- Directions:
Your job is to set down the stretch of entries that opens with the line containing "Target: glass block window" and closes with the line containing "tag the car roof". Keep both end lines, copy each exactly, and add nothing.

----- The data

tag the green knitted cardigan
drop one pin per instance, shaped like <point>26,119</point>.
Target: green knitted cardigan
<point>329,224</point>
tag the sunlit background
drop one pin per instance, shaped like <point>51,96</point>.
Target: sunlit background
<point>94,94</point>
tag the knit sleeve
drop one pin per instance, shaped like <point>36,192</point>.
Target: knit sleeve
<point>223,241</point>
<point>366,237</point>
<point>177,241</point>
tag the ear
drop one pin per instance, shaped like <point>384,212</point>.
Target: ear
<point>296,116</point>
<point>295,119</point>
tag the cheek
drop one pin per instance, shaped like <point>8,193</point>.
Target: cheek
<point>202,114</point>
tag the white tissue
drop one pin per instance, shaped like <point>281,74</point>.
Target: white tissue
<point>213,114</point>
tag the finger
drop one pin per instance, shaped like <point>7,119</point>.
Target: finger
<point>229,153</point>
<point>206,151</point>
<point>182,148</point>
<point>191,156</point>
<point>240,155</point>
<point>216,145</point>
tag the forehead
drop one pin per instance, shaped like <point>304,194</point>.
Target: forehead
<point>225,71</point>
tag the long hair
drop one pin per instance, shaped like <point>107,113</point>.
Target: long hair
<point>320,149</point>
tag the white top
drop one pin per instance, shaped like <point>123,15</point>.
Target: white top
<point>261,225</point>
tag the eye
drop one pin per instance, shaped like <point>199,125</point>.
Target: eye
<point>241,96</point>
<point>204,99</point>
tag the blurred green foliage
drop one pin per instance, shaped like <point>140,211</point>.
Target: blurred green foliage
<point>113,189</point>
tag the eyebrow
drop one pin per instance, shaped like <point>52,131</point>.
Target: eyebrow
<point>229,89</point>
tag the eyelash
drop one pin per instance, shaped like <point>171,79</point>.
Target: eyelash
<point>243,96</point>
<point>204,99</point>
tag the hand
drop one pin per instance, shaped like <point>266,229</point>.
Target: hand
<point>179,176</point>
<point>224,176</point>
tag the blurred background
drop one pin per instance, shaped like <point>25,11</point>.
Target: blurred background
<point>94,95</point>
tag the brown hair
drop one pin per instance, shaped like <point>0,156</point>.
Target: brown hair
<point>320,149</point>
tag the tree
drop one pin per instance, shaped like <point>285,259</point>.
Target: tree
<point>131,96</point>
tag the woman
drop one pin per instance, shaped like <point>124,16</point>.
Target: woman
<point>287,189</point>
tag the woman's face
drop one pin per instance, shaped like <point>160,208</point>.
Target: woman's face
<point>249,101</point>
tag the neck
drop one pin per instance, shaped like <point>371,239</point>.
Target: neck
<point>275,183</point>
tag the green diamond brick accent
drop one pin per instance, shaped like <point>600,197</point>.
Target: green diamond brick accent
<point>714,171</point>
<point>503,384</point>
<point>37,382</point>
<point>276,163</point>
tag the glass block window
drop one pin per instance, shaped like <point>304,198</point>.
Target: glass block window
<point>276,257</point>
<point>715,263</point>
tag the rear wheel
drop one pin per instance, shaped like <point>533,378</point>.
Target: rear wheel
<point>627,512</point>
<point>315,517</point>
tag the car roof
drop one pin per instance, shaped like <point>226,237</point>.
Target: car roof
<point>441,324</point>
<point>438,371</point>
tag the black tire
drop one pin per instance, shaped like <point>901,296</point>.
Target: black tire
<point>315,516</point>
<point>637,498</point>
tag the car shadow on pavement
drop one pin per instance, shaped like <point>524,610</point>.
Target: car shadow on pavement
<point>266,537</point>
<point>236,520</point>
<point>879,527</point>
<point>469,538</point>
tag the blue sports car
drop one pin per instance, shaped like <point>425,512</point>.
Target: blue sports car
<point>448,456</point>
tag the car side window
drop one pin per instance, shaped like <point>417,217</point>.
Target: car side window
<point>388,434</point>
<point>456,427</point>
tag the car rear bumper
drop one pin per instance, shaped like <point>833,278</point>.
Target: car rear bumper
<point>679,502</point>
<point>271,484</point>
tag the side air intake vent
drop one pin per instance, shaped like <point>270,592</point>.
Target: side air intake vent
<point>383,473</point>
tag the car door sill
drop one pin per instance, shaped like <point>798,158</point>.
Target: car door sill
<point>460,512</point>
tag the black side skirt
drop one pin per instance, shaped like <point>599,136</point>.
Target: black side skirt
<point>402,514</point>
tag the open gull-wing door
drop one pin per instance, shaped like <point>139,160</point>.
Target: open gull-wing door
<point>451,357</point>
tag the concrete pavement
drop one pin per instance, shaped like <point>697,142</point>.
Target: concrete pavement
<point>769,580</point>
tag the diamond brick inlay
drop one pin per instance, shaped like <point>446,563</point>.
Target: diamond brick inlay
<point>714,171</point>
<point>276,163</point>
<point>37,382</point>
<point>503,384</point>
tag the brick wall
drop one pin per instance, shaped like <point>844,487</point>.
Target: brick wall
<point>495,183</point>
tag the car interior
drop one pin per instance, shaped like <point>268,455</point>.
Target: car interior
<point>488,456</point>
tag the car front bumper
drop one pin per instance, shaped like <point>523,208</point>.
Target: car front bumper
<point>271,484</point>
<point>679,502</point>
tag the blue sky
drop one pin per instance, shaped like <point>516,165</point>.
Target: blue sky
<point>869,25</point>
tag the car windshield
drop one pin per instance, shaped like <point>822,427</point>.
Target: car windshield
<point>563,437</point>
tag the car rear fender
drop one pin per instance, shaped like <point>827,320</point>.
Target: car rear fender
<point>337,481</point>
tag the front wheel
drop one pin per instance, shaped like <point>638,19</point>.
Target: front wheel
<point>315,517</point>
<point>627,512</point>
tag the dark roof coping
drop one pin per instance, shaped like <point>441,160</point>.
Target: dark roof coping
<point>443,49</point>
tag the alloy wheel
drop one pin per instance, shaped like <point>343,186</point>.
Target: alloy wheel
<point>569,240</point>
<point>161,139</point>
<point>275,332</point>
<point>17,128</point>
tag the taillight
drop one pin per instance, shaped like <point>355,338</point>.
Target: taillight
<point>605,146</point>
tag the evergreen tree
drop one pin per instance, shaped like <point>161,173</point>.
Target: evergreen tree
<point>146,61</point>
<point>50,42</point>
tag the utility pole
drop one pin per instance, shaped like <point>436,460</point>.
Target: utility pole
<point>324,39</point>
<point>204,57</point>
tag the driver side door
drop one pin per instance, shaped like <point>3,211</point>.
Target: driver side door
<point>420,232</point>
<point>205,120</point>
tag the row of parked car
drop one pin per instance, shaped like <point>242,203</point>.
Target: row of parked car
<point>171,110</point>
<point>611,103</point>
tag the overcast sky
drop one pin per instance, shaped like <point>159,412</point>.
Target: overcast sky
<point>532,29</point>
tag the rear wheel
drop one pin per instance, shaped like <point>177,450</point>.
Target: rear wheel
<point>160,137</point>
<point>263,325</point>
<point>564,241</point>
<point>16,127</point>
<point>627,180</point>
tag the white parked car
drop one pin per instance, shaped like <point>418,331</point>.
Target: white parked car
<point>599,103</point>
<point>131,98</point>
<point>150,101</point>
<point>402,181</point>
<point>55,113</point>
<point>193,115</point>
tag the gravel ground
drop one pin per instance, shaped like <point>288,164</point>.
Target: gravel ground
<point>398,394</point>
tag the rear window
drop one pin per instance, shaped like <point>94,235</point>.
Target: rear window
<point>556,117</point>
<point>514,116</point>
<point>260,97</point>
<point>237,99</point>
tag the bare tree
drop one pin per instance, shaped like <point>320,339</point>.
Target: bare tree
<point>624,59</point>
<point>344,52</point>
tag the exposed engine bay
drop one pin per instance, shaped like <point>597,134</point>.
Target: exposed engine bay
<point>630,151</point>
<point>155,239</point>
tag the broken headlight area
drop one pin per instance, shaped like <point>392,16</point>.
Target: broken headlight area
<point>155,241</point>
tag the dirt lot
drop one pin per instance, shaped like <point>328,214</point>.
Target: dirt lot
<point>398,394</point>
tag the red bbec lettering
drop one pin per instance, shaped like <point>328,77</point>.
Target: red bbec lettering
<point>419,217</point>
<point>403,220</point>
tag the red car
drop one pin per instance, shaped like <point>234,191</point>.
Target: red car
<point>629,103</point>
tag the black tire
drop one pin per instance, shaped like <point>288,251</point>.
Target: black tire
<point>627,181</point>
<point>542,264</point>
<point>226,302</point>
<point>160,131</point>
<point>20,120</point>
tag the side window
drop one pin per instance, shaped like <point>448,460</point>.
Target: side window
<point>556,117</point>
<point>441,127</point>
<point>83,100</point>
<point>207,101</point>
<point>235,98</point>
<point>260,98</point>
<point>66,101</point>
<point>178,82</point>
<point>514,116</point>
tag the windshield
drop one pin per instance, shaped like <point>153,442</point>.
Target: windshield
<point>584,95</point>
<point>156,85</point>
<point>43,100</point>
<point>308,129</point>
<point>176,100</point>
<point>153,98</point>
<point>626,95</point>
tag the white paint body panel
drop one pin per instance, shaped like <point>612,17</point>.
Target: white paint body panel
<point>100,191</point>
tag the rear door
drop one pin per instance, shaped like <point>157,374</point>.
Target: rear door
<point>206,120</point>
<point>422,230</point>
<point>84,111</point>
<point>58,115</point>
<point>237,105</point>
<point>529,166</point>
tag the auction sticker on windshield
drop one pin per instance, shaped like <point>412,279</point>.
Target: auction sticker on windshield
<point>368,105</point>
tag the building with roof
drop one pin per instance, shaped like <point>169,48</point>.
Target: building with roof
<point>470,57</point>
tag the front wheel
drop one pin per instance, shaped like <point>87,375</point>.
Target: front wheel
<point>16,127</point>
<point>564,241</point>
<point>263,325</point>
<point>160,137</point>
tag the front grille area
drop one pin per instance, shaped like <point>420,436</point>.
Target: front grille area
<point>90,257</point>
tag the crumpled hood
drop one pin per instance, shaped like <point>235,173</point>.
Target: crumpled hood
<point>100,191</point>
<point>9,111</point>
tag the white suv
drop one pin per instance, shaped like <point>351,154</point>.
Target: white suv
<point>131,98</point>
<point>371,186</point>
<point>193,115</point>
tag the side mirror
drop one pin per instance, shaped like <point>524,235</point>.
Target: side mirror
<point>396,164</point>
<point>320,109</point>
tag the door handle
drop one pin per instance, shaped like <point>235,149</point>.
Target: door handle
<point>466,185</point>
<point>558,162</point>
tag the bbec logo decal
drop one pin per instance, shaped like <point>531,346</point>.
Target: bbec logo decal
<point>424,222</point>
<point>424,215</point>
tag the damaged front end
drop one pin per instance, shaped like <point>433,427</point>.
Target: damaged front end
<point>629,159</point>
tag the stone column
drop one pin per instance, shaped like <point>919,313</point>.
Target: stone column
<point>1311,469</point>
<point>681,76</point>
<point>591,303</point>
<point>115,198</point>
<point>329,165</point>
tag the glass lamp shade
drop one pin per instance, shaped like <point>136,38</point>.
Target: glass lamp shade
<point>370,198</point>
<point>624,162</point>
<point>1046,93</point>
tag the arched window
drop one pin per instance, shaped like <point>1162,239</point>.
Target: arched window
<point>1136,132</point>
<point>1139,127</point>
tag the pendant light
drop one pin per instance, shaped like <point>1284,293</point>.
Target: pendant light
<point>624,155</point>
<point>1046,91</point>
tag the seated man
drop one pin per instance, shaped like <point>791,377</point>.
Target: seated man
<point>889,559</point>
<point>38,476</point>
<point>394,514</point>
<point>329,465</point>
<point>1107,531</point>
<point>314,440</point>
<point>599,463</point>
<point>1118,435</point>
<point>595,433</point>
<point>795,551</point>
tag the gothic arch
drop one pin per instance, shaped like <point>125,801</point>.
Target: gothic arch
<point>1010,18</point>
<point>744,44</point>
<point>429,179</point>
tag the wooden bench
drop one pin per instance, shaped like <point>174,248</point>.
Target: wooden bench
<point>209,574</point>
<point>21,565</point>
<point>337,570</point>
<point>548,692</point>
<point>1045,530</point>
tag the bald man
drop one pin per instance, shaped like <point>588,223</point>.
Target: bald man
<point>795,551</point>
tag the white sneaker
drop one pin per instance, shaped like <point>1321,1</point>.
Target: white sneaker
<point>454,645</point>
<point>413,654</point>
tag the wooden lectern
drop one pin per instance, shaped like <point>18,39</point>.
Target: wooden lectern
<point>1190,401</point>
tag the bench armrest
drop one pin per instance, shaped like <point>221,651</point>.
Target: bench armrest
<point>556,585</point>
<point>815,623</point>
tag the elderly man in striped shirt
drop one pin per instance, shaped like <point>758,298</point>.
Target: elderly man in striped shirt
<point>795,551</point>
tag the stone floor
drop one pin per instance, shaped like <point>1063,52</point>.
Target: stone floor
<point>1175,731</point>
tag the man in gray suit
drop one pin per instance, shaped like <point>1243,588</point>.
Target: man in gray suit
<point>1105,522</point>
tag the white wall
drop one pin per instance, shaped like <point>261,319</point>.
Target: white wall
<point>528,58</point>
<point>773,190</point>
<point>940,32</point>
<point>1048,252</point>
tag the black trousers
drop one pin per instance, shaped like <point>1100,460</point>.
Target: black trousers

----------

- Reply:
Target: glass block window
<point>276,257</point>
<point>715,263</point>
tag the rear wheel
drop one pin per instance, shaped like <point>533,378</point>.
Target: rear wheel
<point>627,512</point>
<point>315,517</point>
tag the car roof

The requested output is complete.